* **DOCUMENT**
================================
OK, this sounds like the standard My query was faster yesterday question. I hope it's not.
I have a query that usually runs within seconds (e.g. like 4 secs). Last night, it ran for 12 hours before we killed it and reran it. The rerun did not help, and we eventually killed it again.
Since we are using Informatica (an ETL tool) to generate the query, it adds the date clause on the query as a literal. I am not happy about it, since I get a new query every day, which makes comparing performance over time very much impossible. However, I think that rules parameter sniffing out.
We ran the same query through a DB client and, as expected, it didn't finish. Rerunning the query with extra spaces from the DB client gave us a new plan and our fast execution.
I checked statistics and they were all updated just before the original slow run of the query, so rebuilding statistics wouldn't have helped here. I cleared the plan cache (yes, I could have just deleted the one plan but that is not the point here) and performance of the original query was back to just a few seconds.
We compared the execution plans, and they were different. No surprises there; however, the statistics used by both execution plans were identical, except for the modification counts that were higher for the newer plan—but not high enough to cause an update to statistics.
We looked at the CPU of the machine and it was reported as being over 90% for the execution time with the old (bad) plan. So, it seems that the query was responsible for it. When looking at the wait times in SolarWinds Database Performance Analyzer (DPA), I get 60 min for a 1-hour interval, so I assume we are using about 1 CPU full time when the bad plan is active.
I see both plans (good and bad) for the same query in DPA, which means that the SQL text between the runs did not change.
The question is, what else influences the creation of the execution plan that we didn't look at yet. We can't really recreate the issue so we need to do some forensics so we hopefully can prevent the generation of bad query plans in the future...or at least have a better answer than "It happens once in a while" for our managers.
- SQL Server 2017 Enterprise
- DB part of an Availability Group
- 16 CPUs
- 118GB maximum server memory
================================
* **RECORD SET**

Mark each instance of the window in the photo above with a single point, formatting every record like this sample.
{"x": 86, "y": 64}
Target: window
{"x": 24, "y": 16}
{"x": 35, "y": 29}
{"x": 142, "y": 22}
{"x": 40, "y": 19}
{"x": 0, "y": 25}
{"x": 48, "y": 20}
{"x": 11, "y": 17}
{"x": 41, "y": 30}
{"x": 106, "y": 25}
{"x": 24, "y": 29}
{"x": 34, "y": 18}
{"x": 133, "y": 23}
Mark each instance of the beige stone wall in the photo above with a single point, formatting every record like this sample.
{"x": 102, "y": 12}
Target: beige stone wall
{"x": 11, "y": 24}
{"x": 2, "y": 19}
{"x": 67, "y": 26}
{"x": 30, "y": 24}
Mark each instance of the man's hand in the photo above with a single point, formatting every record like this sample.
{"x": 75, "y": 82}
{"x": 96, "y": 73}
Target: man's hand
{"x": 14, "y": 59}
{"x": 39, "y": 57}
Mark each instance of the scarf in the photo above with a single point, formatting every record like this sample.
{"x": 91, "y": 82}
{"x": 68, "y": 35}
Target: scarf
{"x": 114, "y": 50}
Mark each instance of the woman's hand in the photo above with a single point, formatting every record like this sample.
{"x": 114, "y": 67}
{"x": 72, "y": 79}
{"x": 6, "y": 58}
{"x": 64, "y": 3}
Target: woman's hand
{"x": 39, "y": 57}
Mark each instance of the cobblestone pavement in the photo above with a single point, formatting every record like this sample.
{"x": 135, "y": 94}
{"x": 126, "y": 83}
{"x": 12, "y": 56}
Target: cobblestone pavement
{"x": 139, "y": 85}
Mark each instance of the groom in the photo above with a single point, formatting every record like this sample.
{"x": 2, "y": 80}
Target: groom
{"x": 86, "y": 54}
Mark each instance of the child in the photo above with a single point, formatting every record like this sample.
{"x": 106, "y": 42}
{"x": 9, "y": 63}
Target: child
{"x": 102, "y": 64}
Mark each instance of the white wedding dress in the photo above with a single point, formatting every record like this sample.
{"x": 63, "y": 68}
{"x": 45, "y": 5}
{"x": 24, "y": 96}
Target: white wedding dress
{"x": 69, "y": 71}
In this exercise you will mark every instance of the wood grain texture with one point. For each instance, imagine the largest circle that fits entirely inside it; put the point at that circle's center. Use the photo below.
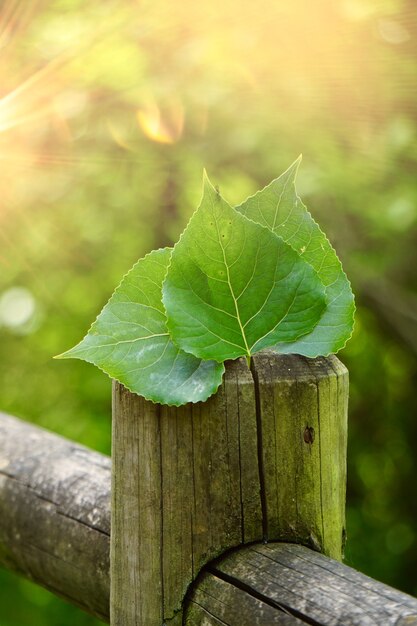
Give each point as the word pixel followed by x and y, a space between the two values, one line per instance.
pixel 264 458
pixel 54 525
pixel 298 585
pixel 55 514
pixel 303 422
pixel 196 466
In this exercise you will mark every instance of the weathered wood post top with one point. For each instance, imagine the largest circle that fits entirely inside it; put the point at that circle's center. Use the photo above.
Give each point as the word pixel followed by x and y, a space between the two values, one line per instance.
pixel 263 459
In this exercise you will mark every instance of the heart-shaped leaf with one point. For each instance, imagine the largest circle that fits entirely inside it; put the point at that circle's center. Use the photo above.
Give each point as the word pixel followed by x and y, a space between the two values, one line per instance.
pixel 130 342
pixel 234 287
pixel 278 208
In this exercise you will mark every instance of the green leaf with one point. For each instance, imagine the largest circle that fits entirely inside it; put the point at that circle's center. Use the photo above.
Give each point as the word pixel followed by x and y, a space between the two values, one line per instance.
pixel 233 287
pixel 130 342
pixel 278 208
================================
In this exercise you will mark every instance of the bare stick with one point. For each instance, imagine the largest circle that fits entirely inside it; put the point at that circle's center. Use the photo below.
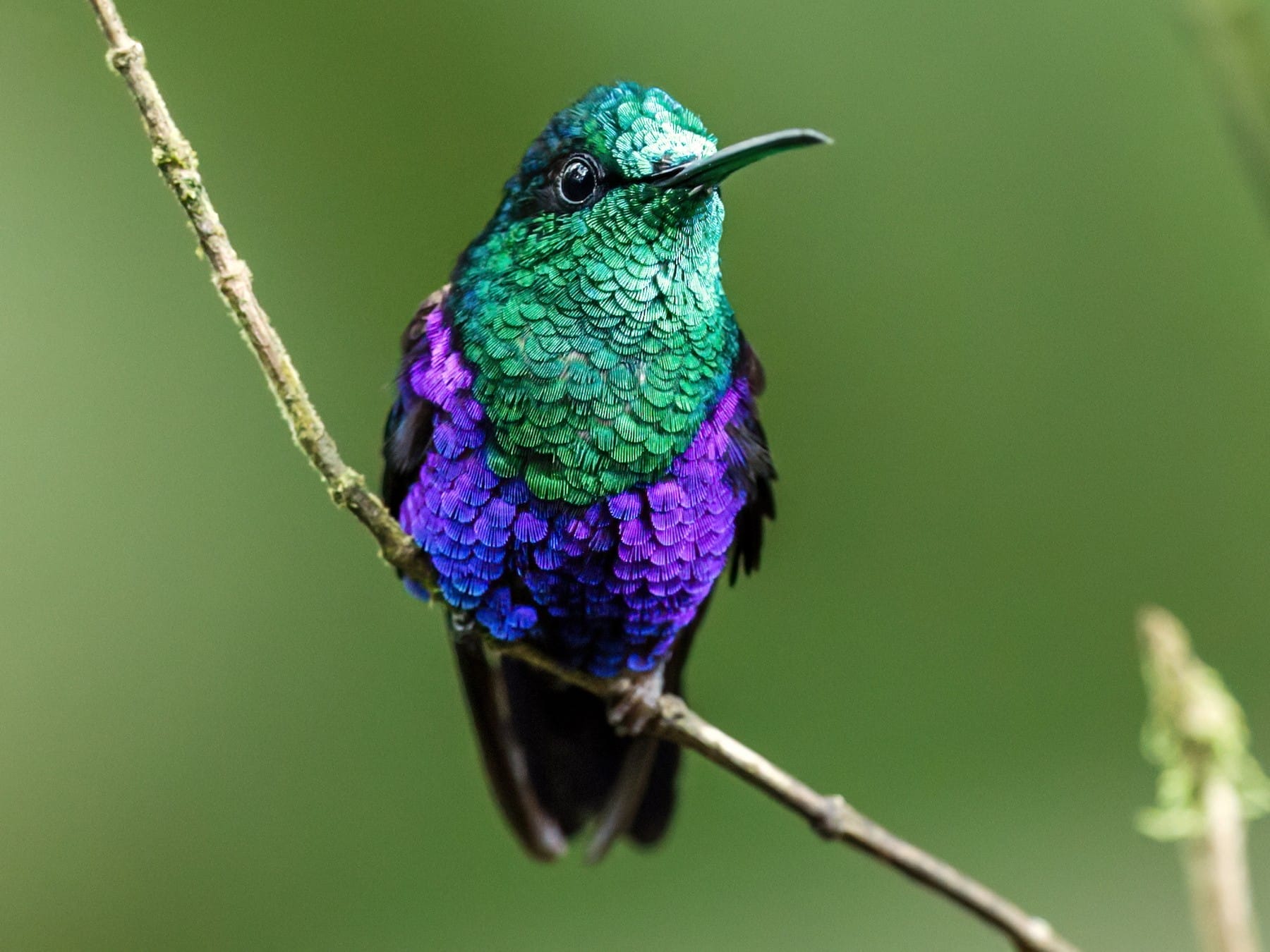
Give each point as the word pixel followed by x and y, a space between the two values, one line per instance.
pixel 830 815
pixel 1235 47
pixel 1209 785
================================
* **STATED PROBLEM 1**
Based on the thread about the slow query, decide whether each statement is true: (a) the query normally finishes in about four seconds, (b) rebuilding statistics would have fixed the slow run, (c) the server has 32 CPUs. Answer yes or no for each and quote the words of the thread that decide it.
* **STATED PROBLEM 2**
According to the thread about the slow query, how long did the query run last night before it was killed?
* **STATED PROBLEM 3**
Switch "bad" to "slow" and write out the thread's passage from "We compared the" up to and including "did not change.".
The data has nothing to do with the thread.

* **TASK ANSWER 1**
(a) Yes: "I have a query that usually runs within seconds (e.g. like 4 secs)."
(b) No: "so rebuilding statistics wouldn't have helped here."
(c) No: "16 CPUs"

* **TASK ANSWER 2**
It ran for 12 hours.

* **TASK ANSWER 3**
We compared the execution plans, and they were different. No surprises there; however, the statistics used by both execution plans were identical, except for the modification counts that were higher for the newer plan—but not high enough to cause an update to statistics.
We looked at the CPU of the machine and it was reported as being over 90% for the execution time with the old (slow) plan. So, it seems that the query was responsible for it. When looking at the wait times in SolarWinds Database Performance Analyzer (DPA), I get 60 min for a 1-hour interval, so I assume we are using about 1 CPU full time when the slow plan is active.
I see both plans (good and slow) for the same query in DPA, which means that the SQL text between the runs did not change.